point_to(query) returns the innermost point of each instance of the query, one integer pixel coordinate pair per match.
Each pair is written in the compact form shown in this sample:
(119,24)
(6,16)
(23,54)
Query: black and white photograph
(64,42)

---*---

Aim:
Rewrite every row above with "innermost" switched to "central" and nothing else changed.

Finished exercise:
point_to(query) returns the central point of each instance of the query, one integer pixel coordinate pair per match.
Each pair is written in the compact form shown in this sample:
(119,24)
(6,16)
(23,54)
Query: black and white photograph
(64,42)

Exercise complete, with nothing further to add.